◆ **What is needed**:
Revise the items below so that every occurrence of "pixel marker" becomes "coordinate point", with all other text left unchanged. Omit the pictures from the revised version.

[Records for pointing at objects in photos]
START

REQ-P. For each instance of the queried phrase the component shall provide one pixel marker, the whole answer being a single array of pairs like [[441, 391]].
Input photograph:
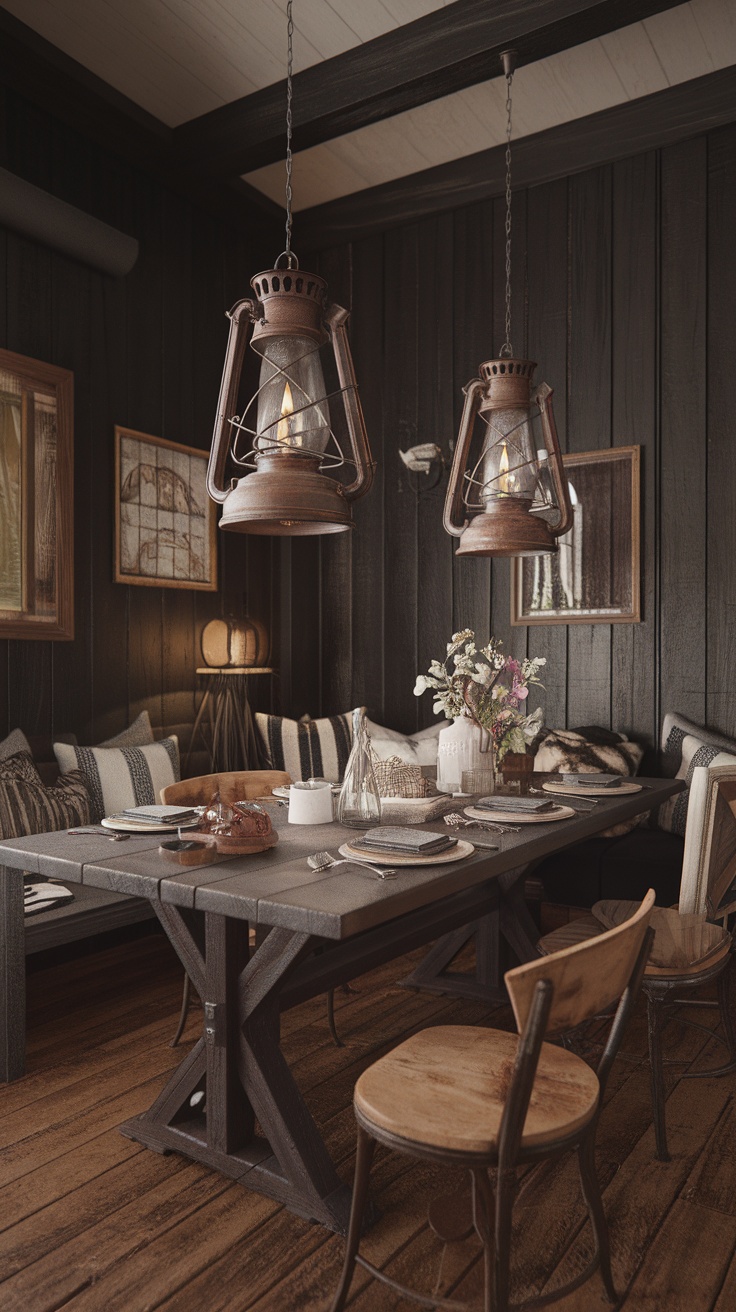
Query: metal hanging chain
[[509, 64], [287, 252]]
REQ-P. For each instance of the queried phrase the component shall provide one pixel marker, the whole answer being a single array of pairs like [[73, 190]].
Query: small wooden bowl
[[189, 852], [239, 846]]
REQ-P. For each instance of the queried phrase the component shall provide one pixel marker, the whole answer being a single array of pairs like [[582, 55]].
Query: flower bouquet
[[488, 689]]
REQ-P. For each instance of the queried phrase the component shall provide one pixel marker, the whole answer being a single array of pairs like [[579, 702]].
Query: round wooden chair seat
[[448, 1086]]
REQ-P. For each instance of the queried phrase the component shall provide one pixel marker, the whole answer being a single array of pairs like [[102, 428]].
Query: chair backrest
[[587, 978], [709, 863], [232, 786]]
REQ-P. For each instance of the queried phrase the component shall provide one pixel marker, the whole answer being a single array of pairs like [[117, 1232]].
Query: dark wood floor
[[89, 1222]]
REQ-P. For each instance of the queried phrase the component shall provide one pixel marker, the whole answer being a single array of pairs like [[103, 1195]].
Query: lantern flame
[[286, 408], [507, 482]]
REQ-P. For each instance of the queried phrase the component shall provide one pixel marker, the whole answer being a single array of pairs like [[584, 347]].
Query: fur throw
[[591, 752], [572, 752]]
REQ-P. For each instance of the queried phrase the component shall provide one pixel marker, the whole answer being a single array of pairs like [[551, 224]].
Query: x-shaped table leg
[[242, 1071]]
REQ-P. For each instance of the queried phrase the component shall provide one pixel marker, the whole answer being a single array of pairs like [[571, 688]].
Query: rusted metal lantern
[[513, 500], [285, 437]]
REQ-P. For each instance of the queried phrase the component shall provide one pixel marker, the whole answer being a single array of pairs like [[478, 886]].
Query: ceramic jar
[[463, 745]]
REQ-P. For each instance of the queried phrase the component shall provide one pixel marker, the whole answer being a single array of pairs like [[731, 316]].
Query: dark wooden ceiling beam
[[43, 75], [639, 125], [453, 47]]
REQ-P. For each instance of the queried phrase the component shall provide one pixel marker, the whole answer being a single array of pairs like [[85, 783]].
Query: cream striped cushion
[[307, 748], [122, 777], [28, 806]]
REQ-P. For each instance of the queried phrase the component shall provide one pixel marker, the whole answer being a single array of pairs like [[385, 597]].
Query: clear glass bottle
[[360, 800]]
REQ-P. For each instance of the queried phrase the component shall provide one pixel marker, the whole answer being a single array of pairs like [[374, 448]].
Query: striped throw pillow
[[306, 748], [28, 806], [693, 752], [122, 777]]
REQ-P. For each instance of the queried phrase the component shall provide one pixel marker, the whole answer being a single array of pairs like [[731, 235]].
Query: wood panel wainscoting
[[619, 276]]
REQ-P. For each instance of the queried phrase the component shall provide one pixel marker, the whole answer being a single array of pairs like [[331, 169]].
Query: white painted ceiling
[[180, 58]]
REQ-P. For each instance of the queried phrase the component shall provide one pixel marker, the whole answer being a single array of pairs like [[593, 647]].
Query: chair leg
[[592, 1194], [505, 1193], [726, 1008], [336, 1038], [483, 1220], [364, 1157], [655, 1018], [185, 999]]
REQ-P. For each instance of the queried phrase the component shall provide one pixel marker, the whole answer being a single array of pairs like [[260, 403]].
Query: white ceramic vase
[[463, 745]]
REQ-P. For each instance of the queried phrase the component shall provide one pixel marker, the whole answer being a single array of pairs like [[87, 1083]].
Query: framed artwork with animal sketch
[[165, 524]]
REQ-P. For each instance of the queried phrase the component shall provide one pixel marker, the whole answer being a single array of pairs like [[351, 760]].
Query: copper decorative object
[[512, 497]]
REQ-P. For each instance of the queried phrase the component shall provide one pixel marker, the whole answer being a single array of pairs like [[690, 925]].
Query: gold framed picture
[[594, 576], [36, 499], [165, 524]]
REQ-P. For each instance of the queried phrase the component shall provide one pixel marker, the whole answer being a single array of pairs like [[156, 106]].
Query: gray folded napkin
[[415, 842], [593, 781], [521, 804]]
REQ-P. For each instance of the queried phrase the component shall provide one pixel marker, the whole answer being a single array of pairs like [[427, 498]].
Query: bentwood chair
[[689, 949], [232, 786], [488, 1101]]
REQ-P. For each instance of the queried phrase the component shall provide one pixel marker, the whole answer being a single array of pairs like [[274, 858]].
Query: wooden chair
[[232, 786], [487, 1100], [689, 950]]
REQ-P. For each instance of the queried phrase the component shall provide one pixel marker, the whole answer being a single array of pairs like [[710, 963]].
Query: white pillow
[[122, 777], [417, 749], [139, 734], [16, 741]]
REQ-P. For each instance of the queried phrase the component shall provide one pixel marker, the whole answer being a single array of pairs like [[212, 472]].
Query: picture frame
[[165, 524], [594, 576], [36, 499]]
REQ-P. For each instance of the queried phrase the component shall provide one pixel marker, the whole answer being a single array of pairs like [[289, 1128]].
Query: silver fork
[[323, 861]]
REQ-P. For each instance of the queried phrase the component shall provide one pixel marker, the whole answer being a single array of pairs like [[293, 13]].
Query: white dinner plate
[[584, 790], [138, 827], [400, 858], [520, 816]]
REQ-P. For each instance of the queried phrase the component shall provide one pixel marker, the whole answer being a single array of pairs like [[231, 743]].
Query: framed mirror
[[594, 576], [36, 499]]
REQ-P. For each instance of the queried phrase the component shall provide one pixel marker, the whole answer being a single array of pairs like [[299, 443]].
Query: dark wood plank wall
[[625, 280], [146, 352]]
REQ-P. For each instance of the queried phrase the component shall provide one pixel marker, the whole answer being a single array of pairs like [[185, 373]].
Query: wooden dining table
[[314, 930]]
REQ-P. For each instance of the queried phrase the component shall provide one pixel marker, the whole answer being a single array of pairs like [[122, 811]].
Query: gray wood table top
[[277, 887]]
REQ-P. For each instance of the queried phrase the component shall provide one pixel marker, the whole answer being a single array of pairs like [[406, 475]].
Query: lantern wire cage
[[263, 445], [476, 487]]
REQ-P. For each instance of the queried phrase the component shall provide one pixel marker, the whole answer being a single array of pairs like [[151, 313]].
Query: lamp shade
[[239, 643]]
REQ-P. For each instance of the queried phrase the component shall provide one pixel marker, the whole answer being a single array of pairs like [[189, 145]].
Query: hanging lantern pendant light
[[514, 500], [284, 437]]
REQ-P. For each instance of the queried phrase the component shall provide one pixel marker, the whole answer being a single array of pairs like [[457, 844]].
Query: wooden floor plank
[[91, 1222], [709, 1239]]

END

◆ **Written solution**:
REQ-P. For each instance of the queried phrase the component shall provide one coordinate point, the whole answer being a single array of pairs like [[441, 391]].
Input photograph:
Query: metal hanging chain
[[509, 64], [287, 252]]
REQ-P. For each instance of the queried phrase the component shall provide one coordinate point, the whole answer being a single array of pairs like [[73, 190]].
Query: small wooden bowl
[[189, 852], [239, 846]]
REQ-P. For each instance of the queried phrase the component shall provide one coordinate point, the whole answer being a single array of pairs like [[582, 55]].
Query: flower bouquet
[[488, 689]]
REQ-P. For each instance of the queried phrase the component shall provide one coordinate point, the whole answer being a single array of pairs like [[579, 702]].
Query: round wooden chair seat
[[448, 1086]]
REQ-P. For each instance of the queried phrase the component shall provide one coordinate point, the whole answer being a single array of pairs like [[102, 428]].
Query: chair backrest
[[587, 978], [709, 863], [232, 786]]
REQ-P. For each instance of the queried phrase the component shall provide one coordinate point, the whole answer being a single array of pairs like [[117, 1232]].
Query: dark wood floor
[[89, 1222]]
REQ-P. For each instance of the queried phrase the component shall provide one coordinate point, the whole answer being a single array of pairs like [[103, 1195]].
Query: lantern flame
[[286, 408], [507, 482]]
REQ-P. For each instance of the queried phrase the component shall provide one coordinate point, the whole answer being a single array of pairs like [[584, 347]].
Query: fur throw
[[591, 752], [572, 752]]
REQ-P. For each instance of the queried phrase the component shall provide one coordinate point, the whole answer being a single array of pairs like [[551, 224]].
Query: x-shaped table leg
[[242, 1071]]
REQ-P. For each instance of the queried phrase the component shall provide one coordinate point, the whole answer being a single array of pairs like [[571, 688]].
Query: rusted metal lantern
[[513, 500], [285, 437]]
REQ-P. For each instance of the queried phrase the component shall provide one coordinate point, the whole answer being a single array of pairs like [[478, 886]].
Query: ceramic jar
[[463, 745]]
REQ-P. For each instance of the queried phrase the component shall provide one coordinate point, the whole answer being a single array of pairs like [[731, 316]].
Query: dark wooden ceiling beam
[[43, 75], [639, 125], [453, 47]]
REQ-P. For each instance of the queried phrase the component shall provide one coordinate point, the whole answer being a single array of pairs like [[85, 783]].
Query: cream striped cushion
[[307, 748], [122, 777], [28, 806]]
REQ-P. For each instance of the queried phrase the component shall provide one coordinate point, the whole answer being a single array of pairs like [[385, 597]].
Query: clear glass bottle
[[360, 800]]
REQ-P. For each instance of the queried phrase the component shall provide one coordinate point, the whole answer being a single array of pairs like [[374, 448]].
Query: striped throw pillow
[[306, 748], [28, 806], [693, 752], [122, 777]]
REQ-P. For each instance of the queried phrase the component shall provide one coordinate point, the whole answer being a single array of pairs like [[731, 235]].
Query: wood panel wainscoting
[[619, 276]]
REQ-P. For each instance of the queried phrase the component shall provide one coordinate point, the whole answer being a single array of pairs like [[331, 169]].
Query: white painted ceiling
[[180, 58]]
REQ-P. For each instance of the queried phrase the component shall provide one coordinate point, the whole answer being a single array of pairs like [[593, 647]].
Query: chair leg
[[592, 1194], [505, 1193], [726, 1008], [336, 1038], [483, 1220], [364, 1157], [655, 1018], [185, 999]]
REQ-P. For each instance of the queried phrase the component shall provide one coordinate point, the whole answer being a single array of pairs like [[260, 403]].
Query: white ceramic vase
[[463, 745]]
REQ-P. For each instance of the queried phrase the component shall provide one coordinate point, the whole answer being a single array of pairs like [[87, 1083]].
Query: framed artwork with animal sketch
[[165, 524]]
REQ-P. For each instance of the queried phrase the component shall provide one coordinate point, the whole answer being a single array of pairs like [[351, 760]].
Query: copper decorative object
[[512, 497]]
REQ-P. For each instance of the queried phrase the component shall provide one coordinate point, the whole answer being a single array of pairs like [[690, 925]].
Query: gold framed picture
[[594, 576], [36, 499], [165, 524]]
REQ-P. For each instance of the queried phrase the component shall provide one coordinate point, the whole answer being a single array of pairs like [[156, 106]].
Query: gray folded napkin
[[415, 842], [593, 781], [521, 804]]
REQ-P. For each instance of the queried phrase the component shall provide one coordinate point, the whole answer being a single array of pairs like [[427, 498]].
Query: bentwood chair
[[689, 949], [232, 786], [488, 1101]]
REQ-P. For each instance of the queried phrase the component shall provide one coordinate point, the whole answer being a single array of pairs like [[274, 858]].
Query: wooden chair
[[232, 786], [487, 1100], [689, 950]]
REQ-P. For each instance of the queried phrase the component shall provide one coordinate point, the whole answer being a single array of pairs like [[710, 963]].
Query: white pillow
[[122, 777], [417, 749], [139, 734], [16, 741]]
REQ-P. For each instance of the queried phrase the component shall provide one coordinate point, the whole answer being a single array of pairs like [[212, 472]].
Query: picture frame
[[165, 524], [594, 576], [36, 499]]
REQ-P. For each instance of the queried phrase the component shall provide one coordinate point, the whole answer being a single array of pairs like [[289, 1128]].
Query: silver fork
[[323, 861]]
REQ-P. For each instance of the queried phrase the component shall provide one coordinate point, the whole answer being a single array of pairs like [[293, 13]].
Query: white dinner plate
[[584, 790], [138, 827], [400, 858], [520, 816]]
REQ-P. For each instance of the queried phrase the component shall provide one coordinate point, the whole answer being a single array of pairs like [[231, 743]].
Query: framed mirror
[[594, 576], [36, 499]]
REQ-P. For each instance of the queried phrase the component shall provide one coordinate point, the whole answer being a single array of pairs like [[299, 443]].
Query: dark wood plank wall
[[625, 280], [146, 352]]
REQ-P. For each instance of the queried phrase the component shall provide one coordinate point, the whole answer being a single array of pairs like [[185, 373]].
Query: wooden dining table
[[314, 930]]
REQ-P. For each instance of the queried phrase the component shall provide one coordinate point, the whole answer being a single array of pairs like [[122, 811]].
Query: gray wood table top
[[277, 887]]
REQ-P. For each instance of the queried phrase the component shall provide one coordinate point, the whole answer being a single array of pairs like [[406, 475]].
Query: lantern wire cage
[[263, 445], [476, 487]]
REQ-P. For each instance of the queried phrase the component shall provide one coordinate point, the whole answer being a single array of pairs like [[151, 313]].
Query: lamp shade
[[239, 643]]
REQ-P. For each instance of the queried phrase the component shall provide one coordinate point, the whole answer being a single array of pairs like [[189, 145]].
Query: hanging lantern pendant light
[[514, 500], [284, 437]]
REQ-P. For each instance of the queried phrase the component shall provide one coordinate point, the whole answer being a single array of pairs like [[457, 844]].
Query: wooden floor plank
[[91, 1222], [709, 1239]]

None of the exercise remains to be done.